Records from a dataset
□ □ □ □ □ □ □

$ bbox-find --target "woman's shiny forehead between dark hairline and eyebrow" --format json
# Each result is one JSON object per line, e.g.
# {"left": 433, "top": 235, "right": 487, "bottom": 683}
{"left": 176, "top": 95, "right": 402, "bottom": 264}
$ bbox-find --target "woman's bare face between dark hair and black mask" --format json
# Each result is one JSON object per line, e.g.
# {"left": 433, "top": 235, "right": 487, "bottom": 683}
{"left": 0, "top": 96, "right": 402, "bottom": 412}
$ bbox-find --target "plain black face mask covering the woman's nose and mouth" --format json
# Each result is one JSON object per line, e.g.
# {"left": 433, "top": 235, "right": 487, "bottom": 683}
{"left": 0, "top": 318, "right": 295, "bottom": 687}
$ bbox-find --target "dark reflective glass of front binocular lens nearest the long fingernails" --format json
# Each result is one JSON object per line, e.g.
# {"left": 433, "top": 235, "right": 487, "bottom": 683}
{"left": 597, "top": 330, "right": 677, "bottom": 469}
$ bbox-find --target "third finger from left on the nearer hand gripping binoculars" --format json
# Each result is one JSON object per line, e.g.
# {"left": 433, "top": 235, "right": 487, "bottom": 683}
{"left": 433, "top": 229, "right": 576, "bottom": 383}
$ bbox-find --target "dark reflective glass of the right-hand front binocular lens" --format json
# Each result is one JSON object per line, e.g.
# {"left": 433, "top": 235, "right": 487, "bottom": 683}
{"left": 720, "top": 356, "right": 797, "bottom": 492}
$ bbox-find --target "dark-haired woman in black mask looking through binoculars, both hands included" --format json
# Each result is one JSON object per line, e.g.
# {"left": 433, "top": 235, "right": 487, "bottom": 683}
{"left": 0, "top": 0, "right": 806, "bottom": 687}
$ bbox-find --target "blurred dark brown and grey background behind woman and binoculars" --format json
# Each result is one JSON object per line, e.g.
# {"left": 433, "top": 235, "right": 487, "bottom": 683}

□ □ □ □ □ □ □

### Task statement
For the word "lens", find every line in the data that holds it and copy that line.

### Written response
$ bbox-find --target "dark reflective glass of front binocular lens nearest the long fingernails" --format json
$ bbox-find --target "dark reflective glass of the right-hand front binocular lens" --format json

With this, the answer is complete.